Passage to read ▸
------------

Taylor Swift fans have been exhibiting obsessive behavior, camping outside her home and studio.
Swifties have previously been known to harass queer fans and music critics in their idol's name.
Phoebe Bridgers has criticized her own fans for overstepping. Swift should feel free to do the same.
Taylor Swift's fans are renowned for their loyalty and dedication.
Known colloquially as "Swifties," they sell out stadiums in minutes; spend weeks creating intricate outfits that pay tribute to her albums; comb through her lyrics to find Easter eggs and secret messages.
The backlash was so loud and so fervent that the Department of Justice launched an antitrust investigation into Ticketmaster's parent company. The power of Swifties became clearer than ever.
Indeed, the sheer passion of Swift's fans has helped make her the biggest pop star in the world — but that doesn't grant them absolute access to her life and personal space.
Recently, Swift obsessives have been exhibiting overzealous — and frankly concerning — behavior. Videos have circulated online that show swarms of people camping outside her home in New York City and Electric Lady Studios, where she's been spotted working in between tour dates. Other clips show fans chasing her car down the street.
It's one thing to wait for hours in the pouring rain to watch Swift deliver a spectacular concert. That's her job. It's another, more sinister thing to wait for hours on the sidewalk, just to film her car entering her home garage. That's her life.
Swift has been candid about fending off stalkers throughout her career, making this behavior particularly egregious for anyone who claims to care about her well-being.
"My fear of violence has continued into my personal life," she wrote for Elle in 2019. "I carry QuikClot army-grade bandage dressing, which is for gunshot or stab wounds. Websites and tabloids have taken it upon themselves to post every home address I've ever had online. You get enough stalkers trying to break into your house and you kind of start prepping for bad things."

------------

Exercise requirements ▸
1. Answer these about the article on Taylor Swift's fans:
(a) What did the Department of Justice launch an antitrust investigation into?
(b) Besides her home in New York City, where have fans been camping outside?
(c) In what year did Swift write for Elle?
2. Repeat everything in the article on Taylor Swift's fans from "Swifties have previously" down to "and secret messages.".
The items after this point stand apart from the article on Taylor Swift's fans.

Entries provided ▸
------------

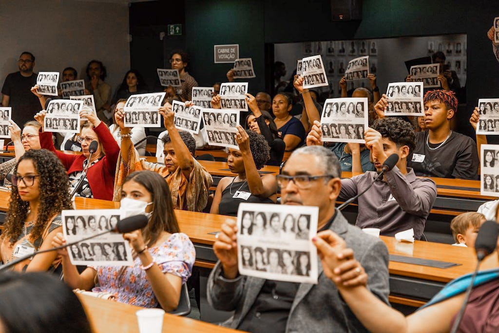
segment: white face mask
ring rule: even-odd
[[[153,204],[152,202],[148,203],[145,201],[136,200],[134,199],[123,198],[120,203],[121,204],[120,209],[125,212],[125,217],[140,214],[145,215],[148,218],[151,217],[152,213],[146,213],[146,209],[149,205]]]

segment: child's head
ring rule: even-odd
[[[466,244],[468,247],[475,247],[478,230],[485,221],[484,214],[476,212],[464,213],[456,216],[451,222],[454,241]]]

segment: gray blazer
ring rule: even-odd
[[[388,304],[390,293],[388,251],[380,239],[348,224],[339,211],[330,229],[346,242],[369,276],[368,288]],[[336,286],[323,274],[319,261],[318,284],[302,283],[298,289],[286,324],[286,332],[368,332],[343,301]],[[237,329],[260,292],[265,280],[240,276],[228,280],[219,262],[208,279],[208,302],[215,309],[235,311],[222,325]]]

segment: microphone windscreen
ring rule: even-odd
[[[142,229],[147,225],[148,222],[147,217],[142,214],[130,216],[120,220],[116,224],[115,230],[121,234],[132,232]]]
[[[48,107],[48,103],[50,103],[50,101],[51,101],[51,100],[52,100],[52,98],[51,98],[50,97],[48,97],[48,98],[47,98],[47,99],[46,99],[46,100],[45,101],[45,107],[44,107],[44,109],[45,109],[45,110],[46,110],[46,109],[47,109],[47,107]]]
[[[399,155],[396,154],[392,154],[385,160],[385,163],[383,164],[383,170],[385,171],[389,171],[393,169],[397,162],[399,161]]]
[[[90,144],[88,146],[88,151],[92,154],[95,152],[97,150],[97,147],[99,146],[99,144],[97,143],[97,141],[95,140],[90,142]]]
[[[492,253],[497,247],[499,226],[495,221],[487,221],[482,225],[475,242],[475,249],[482,258]],[[479,258],[480,259],[480,258]]]

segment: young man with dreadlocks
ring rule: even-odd
[[[384,94],[375,106],[377,113],[386,110],[387,100]],[[423,103],[428,130],[416,133],[416,148],[407,158],[407,166],[418,176],[478,179],[479,162],[475,141],[451,129],[451,120],[458,108],[454,93],[431,90],[425,94]]]

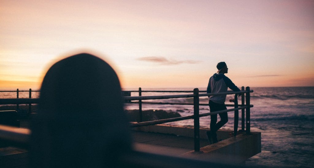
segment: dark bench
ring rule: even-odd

------------

Results for each task ▸
1.
(a) Ticketmaster's parent company
(b) Electric Lady Studios
(c) 2019

2.
Swifties have previously been known to harass queer fans and music critics in their idol's name.
Phoebe Bridgers has criticized her own fans for overstepping. Swift should feel free to do the same.
Taylor Swift's fans are renowned for their loyalty and dedication.
Known colloquially as "Swifties," they sell out stadiums in minutes; spend weeks creating intricate outfits that pay tribute to her albums; comb through her lyrics to find Easter eggs and secret messages.